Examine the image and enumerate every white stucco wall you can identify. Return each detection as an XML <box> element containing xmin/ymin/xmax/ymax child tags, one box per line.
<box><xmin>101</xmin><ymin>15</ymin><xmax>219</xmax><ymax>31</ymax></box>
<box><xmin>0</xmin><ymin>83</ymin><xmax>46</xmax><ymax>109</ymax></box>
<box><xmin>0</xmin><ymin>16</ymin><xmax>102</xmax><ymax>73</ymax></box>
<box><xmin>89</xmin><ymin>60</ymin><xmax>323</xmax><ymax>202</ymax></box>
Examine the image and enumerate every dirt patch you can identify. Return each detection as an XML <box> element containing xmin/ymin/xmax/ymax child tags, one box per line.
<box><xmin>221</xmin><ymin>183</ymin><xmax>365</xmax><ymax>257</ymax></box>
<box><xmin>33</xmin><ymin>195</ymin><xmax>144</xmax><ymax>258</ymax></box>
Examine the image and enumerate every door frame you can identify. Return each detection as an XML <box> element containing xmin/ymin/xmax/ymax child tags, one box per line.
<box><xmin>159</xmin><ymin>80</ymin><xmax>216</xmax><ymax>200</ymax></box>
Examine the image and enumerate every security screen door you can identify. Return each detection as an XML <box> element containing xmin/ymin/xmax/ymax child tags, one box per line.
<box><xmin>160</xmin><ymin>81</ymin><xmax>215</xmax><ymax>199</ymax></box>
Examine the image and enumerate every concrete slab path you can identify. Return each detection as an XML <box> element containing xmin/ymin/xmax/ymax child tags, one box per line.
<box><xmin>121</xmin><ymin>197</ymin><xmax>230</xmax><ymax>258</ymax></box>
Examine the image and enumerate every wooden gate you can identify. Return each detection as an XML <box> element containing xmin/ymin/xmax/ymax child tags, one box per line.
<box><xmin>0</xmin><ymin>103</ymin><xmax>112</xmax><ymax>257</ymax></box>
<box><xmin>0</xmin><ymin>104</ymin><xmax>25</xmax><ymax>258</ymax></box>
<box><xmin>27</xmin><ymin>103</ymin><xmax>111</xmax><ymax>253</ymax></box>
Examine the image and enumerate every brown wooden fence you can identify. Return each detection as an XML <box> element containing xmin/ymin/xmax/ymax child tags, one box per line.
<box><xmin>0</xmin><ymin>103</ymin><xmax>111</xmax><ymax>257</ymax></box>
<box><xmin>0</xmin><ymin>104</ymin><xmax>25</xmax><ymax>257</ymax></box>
########################################
Locate each line in the entries above that contains the word "wooden", and copy those lines.

→ **TASK RESPONSE**
Examine the image and enumerate every wooden gate you can identify. Return each detection as an XML <box> element containing xmin/ymin/xmax/ymax child tags, one box per line.
Examine the image and enumerate every brown wooden fence you can identify. Return each detection as an XML <box> element containing xmin/ymin/xmax/ymax child tags, one box per line.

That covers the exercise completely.